• Supplied text:
--- start ---

You are both right...

What could be done is embed pex tubing around the OUTSIDE of the septic tank to collect any heat and route it back to the economizer of the heat pump. In that way you are only collecting the heat that the septic tank is already losing.

But it need not be a heat pump. Just circulating the warm water back to a geothermal, or radiant heat type heating system would net you some gains on the Delta T. I am not sure if the return on investment would be worth it, but in quick thought, I think so.

1. Dig dirt out around the septic tank as much as possible
2. Place coils of pex up against the concrete tank
3. Put sheets of 2 inch stryofoam, perhaps several layers to sandwich the pex between the concrete tank and the insulation to allow heat to migrate to the pex coils and dwell there.
4. Add a pump to get the warmed water back in the pex to the manifold loop of the radiant/geothermal heating system

As an HVAC tech who has worked with ground-source heat pumps, I see some potential, but let me also give you some points to ponder:

For a closed loop liquid ground-source system, I see design numbers in the range of 300-500+ feet of heat exchange pipe in the ground per ton of AC/heating. Heat moves relatively slowly through earth, so if the volume where you're pulling/dumping heat is too small, by seasons end you'll have a too high/low earth temperature and lose efficiency, or even not be able to run the unit if temps get too extreme.

This seems like an easy situation to get in if you're pulling air from the sewer, the main air source is likely to be your neighbors' vent stacks (assuming you can pull air from your sewer line, and still let your sewage through without pulling air from your own vent stacks), so your effective pipe in the ground distance will be the length of yours and your closest neighbors' sewer feeds plus the distance between feeds of the main sewer line. This has the potential to work, especially if you have some distance the air has to travel down the main sewer line (i.e. not another sewer feed just across from yours). The "fresh" water flowing down the line will greatly expand how much heat you can pull/dump.

--- end ---

• What this task involves:
According to the septic tank post, how much heat exchange pipe per ton of AC/heating do closed loop liquid ground-source systems use? The lines have no connection to the septic tank post.

• Recorded information:
--- start ---

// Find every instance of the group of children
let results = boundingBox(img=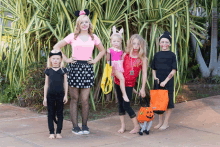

--- end ---

• Result of this exercise:
In the range of 300-500+ feet per ton.